== Point localization data ==
- - -

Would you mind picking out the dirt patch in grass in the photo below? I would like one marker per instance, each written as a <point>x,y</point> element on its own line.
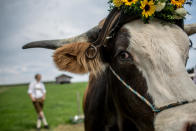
<point>3,89</point>
<point>77,127</point>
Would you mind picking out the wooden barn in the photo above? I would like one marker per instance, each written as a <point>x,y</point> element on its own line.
<point>62,79</point>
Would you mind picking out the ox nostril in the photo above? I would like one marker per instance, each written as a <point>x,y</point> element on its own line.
<point>191,127</point>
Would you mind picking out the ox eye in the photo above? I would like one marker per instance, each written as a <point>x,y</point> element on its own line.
<point>124,55</point>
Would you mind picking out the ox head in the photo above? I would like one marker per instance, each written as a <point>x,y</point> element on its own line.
<point>156,53</point>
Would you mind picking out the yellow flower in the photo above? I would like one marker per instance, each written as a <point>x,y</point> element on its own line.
<point>178,3</point>
<point>117,3</point>
<point>129,2</point>
<point>148,8</point>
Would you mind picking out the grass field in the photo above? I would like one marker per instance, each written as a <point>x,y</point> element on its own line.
<point>17,112</point>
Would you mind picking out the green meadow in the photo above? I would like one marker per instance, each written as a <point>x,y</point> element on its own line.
<point>17,112</point>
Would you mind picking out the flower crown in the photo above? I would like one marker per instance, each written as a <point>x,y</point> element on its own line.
<point>169,10</point>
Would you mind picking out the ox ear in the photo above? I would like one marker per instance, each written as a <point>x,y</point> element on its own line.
<point>71,58</point>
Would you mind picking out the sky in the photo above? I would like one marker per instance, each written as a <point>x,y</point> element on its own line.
<point>23,21</point>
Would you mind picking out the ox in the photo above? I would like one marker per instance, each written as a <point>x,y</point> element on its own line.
<point>150,58</point>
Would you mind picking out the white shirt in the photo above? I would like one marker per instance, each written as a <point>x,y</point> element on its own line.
<point>36,89</point>
<point>194,79</point>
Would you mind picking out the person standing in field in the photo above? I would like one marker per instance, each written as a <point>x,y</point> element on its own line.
<point>37,93</point>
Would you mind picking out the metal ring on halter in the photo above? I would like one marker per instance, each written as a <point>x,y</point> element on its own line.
<point>91,49</point>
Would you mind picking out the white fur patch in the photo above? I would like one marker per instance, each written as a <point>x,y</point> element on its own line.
<point>160,51</point>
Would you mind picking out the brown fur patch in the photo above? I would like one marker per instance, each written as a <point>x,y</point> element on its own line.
<point>71,58</point>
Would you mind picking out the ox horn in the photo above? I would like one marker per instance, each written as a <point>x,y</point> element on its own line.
<point>190,29</point>
<point>54,44</point>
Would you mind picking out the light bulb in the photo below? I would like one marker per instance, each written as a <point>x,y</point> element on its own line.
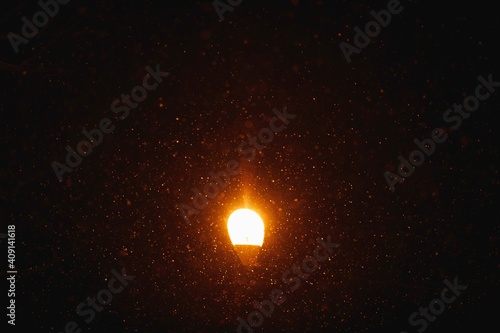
<point>246,231</point>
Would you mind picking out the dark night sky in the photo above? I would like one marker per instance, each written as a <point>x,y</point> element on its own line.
<point>323,175</point>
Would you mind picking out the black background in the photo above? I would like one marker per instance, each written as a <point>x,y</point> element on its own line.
<point>321,176</point>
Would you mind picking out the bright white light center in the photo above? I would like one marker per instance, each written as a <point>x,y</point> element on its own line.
<point>245,228</point>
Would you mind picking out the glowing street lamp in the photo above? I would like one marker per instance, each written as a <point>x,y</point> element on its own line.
<point>246,230</point>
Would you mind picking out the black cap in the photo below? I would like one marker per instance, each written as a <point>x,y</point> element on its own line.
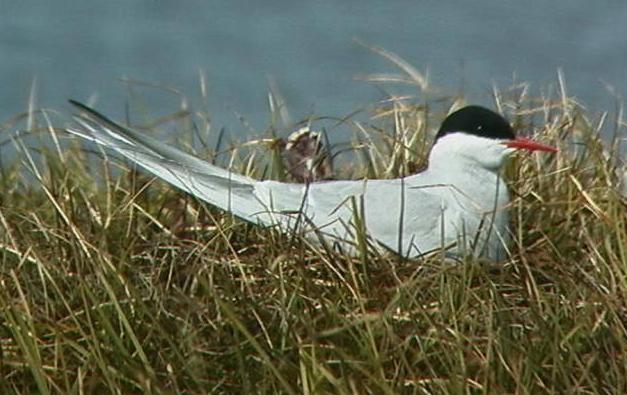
<point>478,121</point>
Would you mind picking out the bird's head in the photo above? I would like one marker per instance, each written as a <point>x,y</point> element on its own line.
<point>475,135</point>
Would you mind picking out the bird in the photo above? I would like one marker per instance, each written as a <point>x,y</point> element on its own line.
<point>457,206</point>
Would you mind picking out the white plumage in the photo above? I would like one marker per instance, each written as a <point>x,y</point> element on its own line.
<point>458,203</point>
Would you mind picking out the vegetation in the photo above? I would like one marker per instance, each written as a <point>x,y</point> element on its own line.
<point>113,282</point>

- - -

For every line above, produce an exact transcription that omits the images.

Would you mind picking out the dirt patch in grass in the photo below? I would like one marker per instance, each written as a <point>x,y</point> element on its own line.
<point>3,89</point>
<point>77,127</point>
Would you mind picking out the wooden barn in the photo above? I would like one marker per instance, each written as a <point>x,y</point> element on its own line.
<point>62,79</point>
Would you mind picking out the ox nostril in the photo above? I would like one marker per instance, each written as a <point>x,y</point> element on its own line.
<point>191,127</point>
Would you mind picking out the ox eye in the photo above? I would like one marker per instance, each written as a <point>x,y</point> element on its own line.
<point>124,55</point>
Would you mind picking out the ox head in the photo above? I would like one marker per instance, each written as a <point>x,y</point> element on its own line.
<point>156,53</point>
Would you mind picking out the yellow flower in the photo above? I would like one marker per instance, each written as a <point>x,y</point> element on its own line.
<point>178,3</point>
<point>117,3</point>
<point>129,2</point>
<point>148,8</point>
Would you mind picking out the grass field in the photo above? I would like one marker per instance, each written as a <point>x,y</point> element on its own line.
<point>17,112</point>
Would you mind picking out the green meadow in the photo above? I would like one marker per instance, each written as a <point>x,y</point> element on its own line.
<point>17,112</point>
Would you mind picking out the flower crown in the photo above? I would like one marker per instance, each written as a <point>x,y</point> element on its own line.
<point>169,10</point>
Would you mind picking out the ox ear in the photo above? I would like one marker per instance, each written as a <point>x,y</point> element on its own line.
<point>71,58</point>
Would you mind picking out the sky in the photo above? I would like one marker per instance, each written as a <point>x,y</point> element on its own line.
<point>23,21</point>
Would you mind picking out the ox in the photo above? I would like one marker per instance, each written as a <point>x,y</point> element on its own line.
<point>150,58</point>
Would you mind picking out the white shirt in the photo above? I would like one marker per instance, each written as a <point>x,y</point> element on its own line.
<point>36,89</point>
<point>194,79</point>
Would you mind picking out the person standing in field in the photo above? I would like one marker per instance, each written as a <point>x,y</point> element on its own line.
<point>37,93</point>
Would you mind picking out the metal ring on halter in the photo above? I would like one marker per instance, each written as a <point>x,y</point> element on its own line.
<point>91,49</point>
Would you mind picking out the white fur patch in the photo above? I would like one marker per instance, each written as a <point>x,y</point> element on its own line.
<point>160,51</point>
Would you mind picking out the brown fur patch in the photo above? I would like one marker per instance, each written as a <point>x,y</point> element on its own line.
<point>71,58</point>
Would you mind picking out the ox horn in the photo above? I would like one marker per instance, each written as a <point>x,y</point> element on its own line.
<point>190,29</point>
<point>54,44</point>
Would you mind picking out the light bulb in the photo below? I would like one marker per instance, each written as a <point>x,y</point> element on its own line.
<point>246,231</point>
Would you mind picking out the dark night sky in the photo above? I would like one marker per instance, each written as a <point>x,y</point> element on its own line.
<point>323,175</point>
Would you mind picking out the black background in the photo above? I would like one marker per instance, each written as a <point>x,y</point> element on its own line.
<point>321,176</point>
Would you mind picking out the bright white light center in the photo above? I would like one marker per instance, each written as a <point>x,y</point> element on its own line.
<point>245,228</point>
Would you mind picking out the glowing street lamp in the photo above? I would like one marker per instance, each written as a <point>x,y</point> element on its own line.
<point>246,230</point>
Would you mind picking out the black cap in the photo below? I would like one marker per instance, each written as a <point>x,y</point> element on its own line.
<point>478,121</point>
Would you mind picking out the bird's head in the photo above? I would like one marker per instance, each written as a <point>x,y</point> element on its own line.
<point>475,135</point>
Would you mind picking out the bird in the photo above? I would like one marker per instance, each written as a <point>x,y</point> element on its own line.
<point>457,206</point>
Would you mind picking out the white plumage in the photo above? I would like one marker per instance, each written as a <point>x,y</point> element on its own line.
<point>458,203</point>
Would you mind picking out the vegetation in the photo above? I would like one marker per instance, each written as a <point>x,y</point> element on its own line.
<point>113,282</point>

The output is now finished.